Exercise passage:

════════════════════

Park Record columnist Tom Clyde.

Coming on the heels of the pandemic, it begins to feel a little Biblical. We’ve had plague, locusts, QAnon believers and maybe more fun to come. It’s almost inevitable that some idiot will set the place on fire. We’re already getting the smoke from fires all around the state. I read somewhere that the standing trees, live and green, have about the same moisture content as kiln-dried lumber you’d find at the lumberyard (except that there isn’t any inventory at the lumberyard). Lice, frogs, Mitch McConnell and boils round out the list.

Speaking of boils, the referendum on the Hideout annexation of Richardson Flat is Tuesday. The Town Council has annexed the land, and the referendum is about whether to sustain that action or rescind it. What’s at stake is whether we have insufferable traffic on S.R. 248 because of additional housing and a big commercial area built by the old tailings pond, or we have insufferable traffic on S.R. 248 because all the people who live in Hideout already (and thousands yet to come) are all driving into Park City. Either way, there is nothing that suggests any reduction in traffic in our future.

════════════════════

Information given:
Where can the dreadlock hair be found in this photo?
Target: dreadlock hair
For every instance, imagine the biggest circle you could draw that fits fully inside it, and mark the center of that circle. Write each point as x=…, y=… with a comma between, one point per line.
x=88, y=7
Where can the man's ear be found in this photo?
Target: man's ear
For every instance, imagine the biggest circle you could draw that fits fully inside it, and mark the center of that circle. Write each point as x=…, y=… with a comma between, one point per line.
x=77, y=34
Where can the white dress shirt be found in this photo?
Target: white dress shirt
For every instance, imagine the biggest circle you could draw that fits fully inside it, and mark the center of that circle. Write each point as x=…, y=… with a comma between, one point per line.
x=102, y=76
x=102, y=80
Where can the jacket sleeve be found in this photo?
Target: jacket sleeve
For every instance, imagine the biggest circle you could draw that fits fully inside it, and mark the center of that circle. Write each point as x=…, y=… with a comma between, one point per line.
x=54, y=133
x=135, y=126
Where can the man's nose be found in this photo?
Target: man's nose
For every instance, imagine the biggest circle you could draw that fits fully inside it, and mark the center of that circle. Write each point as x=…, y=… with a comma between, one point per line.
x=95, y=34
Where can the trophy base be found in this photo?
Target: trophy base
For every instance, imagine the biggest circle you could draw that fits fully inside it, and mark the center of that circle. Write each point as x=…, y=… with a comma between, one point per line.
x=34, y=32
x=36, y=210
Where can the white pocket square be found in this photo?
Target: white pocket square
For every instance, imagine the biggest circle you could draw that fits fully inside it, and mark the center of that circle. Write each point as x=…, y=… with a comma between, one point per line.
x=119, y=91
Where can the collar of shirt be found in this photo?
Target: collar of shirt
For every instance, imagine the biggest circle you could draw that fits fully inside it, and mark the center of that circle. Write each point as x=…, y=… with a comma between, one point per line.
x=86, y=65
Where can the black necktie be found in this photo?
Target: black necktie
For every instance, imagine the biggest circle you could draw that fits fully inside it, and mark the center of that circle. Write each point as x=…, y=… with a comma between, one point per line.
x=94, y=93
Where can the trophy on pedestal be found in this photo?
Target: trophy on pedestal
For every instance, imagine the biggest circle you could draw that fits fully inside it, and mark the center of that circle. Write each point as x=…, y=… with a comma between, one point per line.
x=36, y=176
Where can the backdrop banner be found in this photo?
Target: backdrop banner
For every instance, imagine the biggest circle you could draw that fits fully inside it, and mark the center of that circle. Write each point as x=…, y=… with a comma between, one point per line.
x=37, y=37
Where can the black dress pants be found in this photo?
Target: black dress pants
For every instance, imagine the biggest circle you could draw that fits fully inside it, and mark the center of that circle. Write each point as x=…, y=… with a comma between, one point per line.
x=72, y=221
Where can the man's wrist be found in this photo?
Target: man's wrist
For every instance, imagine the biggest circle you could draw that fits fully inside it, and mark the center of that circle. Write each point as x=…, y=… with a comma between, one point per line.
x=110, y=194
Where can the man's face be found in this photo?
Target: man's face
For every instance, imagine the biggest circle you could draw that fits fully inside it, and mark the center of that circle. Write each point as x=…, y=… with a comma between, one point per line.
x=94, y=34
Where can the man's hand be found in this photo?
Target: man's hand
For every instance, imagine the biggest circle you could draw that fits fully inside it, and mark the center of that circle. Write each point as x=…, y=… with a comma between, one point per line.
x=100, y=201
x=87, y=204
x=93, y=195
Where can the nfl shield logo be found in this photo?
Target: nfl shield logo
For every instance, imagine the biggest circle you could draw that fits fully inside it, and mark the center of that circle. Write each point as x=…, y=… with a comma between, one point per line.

════════════════════

Tasks and exercises:
A. Reproduce the column from "Park Record columnist" up to and including "out the list.".
B. Based on the column, say whether each statement below agrees with it, answering yes or no and quoting the deciding words exactly.
(i) The referendum on the Hideout annexation of Richardson Flat is on Tuesday.
(ii) The lumberyard has plenty of lumber in stock.
(iii) Traffic on S.R. 248 is expected to decrease.

Answers to the tasks:
A.
Park Record columnist Tom Clyde.

Coming on the heels of the pandemic, it begins to feel a little Biblical. We’ve had plague, locusts, QAnon believers and maybe more fun to come. It’s almost inevitable that some idiot will set the place on fire. We’re already getting the smoke from fires all around the state. I read somewhere that the standing trees, live and green, have about the same moisture content as kiln-dried lumber you’d find at the lumberyard (except that there isn’t any inventory at the lumberyard). Lice, frogs, Mitch McConnell and boils round out the list.

B.
(i) Yes: "the referendum on the Hideout annexation of Richardson Flat is Tuesday"
(ii) No: "except that there isn’t any inventory at the lumberyard"
(iii) No: "there is nothing that suggests any reduction in traffic in our future"